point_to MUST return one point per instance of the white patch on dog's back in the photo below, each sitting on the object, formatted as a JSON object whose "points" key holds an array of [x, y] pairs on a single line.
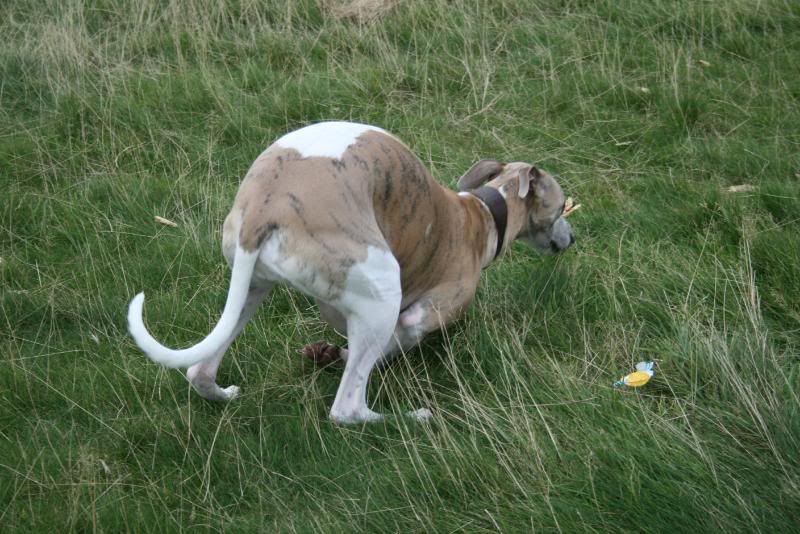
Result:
{"points": [[325, 139]]}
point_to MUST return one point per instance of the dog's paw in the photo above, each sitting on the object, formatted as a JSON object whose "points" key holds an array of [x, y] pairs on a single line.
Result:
{"points": [[229, 393], [322, 353]]}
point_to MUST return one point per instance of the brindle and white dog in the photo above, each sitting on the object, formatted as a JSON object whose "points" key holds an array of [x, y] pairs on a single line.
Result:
{"points": [[347, 214]]}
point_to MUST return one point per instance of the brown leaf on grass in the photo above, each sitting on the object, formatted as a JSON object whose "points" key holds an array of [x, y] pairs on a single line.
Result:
{"points": [[165, 222]]}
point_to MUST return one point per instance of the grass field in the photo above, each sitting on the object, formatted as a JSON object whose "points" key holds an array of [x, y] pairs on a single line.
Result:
{"points": [[112, 112]]}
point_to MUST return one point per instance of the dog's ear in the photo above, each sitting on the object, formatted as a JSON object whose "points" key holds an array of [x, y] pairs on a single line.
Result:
{"points": [[479, 174], [527, 175]]}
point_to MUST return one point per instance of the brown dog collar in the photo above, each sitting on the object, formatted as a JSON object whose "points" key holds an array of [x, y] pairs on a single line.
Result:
{"points": [[493, 200]]}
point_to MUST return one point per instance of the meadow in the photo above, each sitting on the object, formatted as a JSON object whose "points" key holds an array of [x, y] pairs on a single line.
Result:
{"points": [[113, 112]]}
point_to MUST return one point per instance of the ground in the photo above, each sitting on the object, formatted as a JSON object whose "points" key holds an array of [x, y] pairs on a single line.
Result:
{"points": [[112, 113]]}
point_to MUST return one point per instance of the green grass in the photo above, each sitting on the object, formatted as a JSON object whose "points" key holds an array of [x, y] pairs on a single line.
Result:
{"points": [[112, 112]]}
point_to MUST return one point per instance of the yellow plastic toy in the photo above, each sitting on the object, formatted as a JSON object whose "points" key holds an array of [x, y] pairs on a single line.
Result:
{"points": [[638, 378]]}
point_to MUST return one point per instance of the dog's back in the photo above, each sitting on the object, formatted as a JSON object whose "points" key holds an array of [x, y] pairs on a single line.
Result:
{"points": [[324, 194]]}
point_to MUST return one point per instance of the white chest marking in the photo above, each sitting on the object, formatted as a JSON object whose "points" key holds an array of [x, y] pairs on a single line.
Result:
{"points": [[325, 139]]}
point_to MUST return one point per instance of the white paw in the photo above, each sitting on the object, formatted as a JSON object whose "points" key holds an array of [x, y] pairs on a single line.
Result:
{"points": [[423, 414], [355, 417], [230, 393]]}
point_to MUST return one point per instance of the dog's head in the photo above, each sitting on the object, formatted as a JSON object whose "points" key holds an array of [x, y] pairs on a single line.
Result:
{"points": [[535, 202]]}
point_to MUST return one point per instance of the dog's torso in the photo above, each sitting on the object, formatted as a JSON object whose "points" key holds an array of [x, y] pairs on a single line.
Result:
{"points": [[348, 214], [326, 204]]}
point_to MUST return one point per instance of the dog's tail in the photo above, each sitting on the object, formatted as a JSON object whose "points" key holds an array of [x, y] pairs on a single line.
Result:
{"points": [[243, 265]]}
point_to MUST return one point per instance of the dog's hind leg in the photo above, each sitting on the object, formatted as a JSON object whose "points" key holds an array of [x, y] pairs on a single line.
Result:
..........
Task to carry out =>
Copy the entries word for word, starting at the line that contains "point_to MUST return one point per instance of the dog's hind" and ending with the last line of the entries.

Answer to this exercise =>
point_to MUST return one point per instance of the dog's hind leg in the photo above, each sitting on the object, formatted as a JSON object whose "points" key holds an array of [x, y] pairs on a single line.
Result:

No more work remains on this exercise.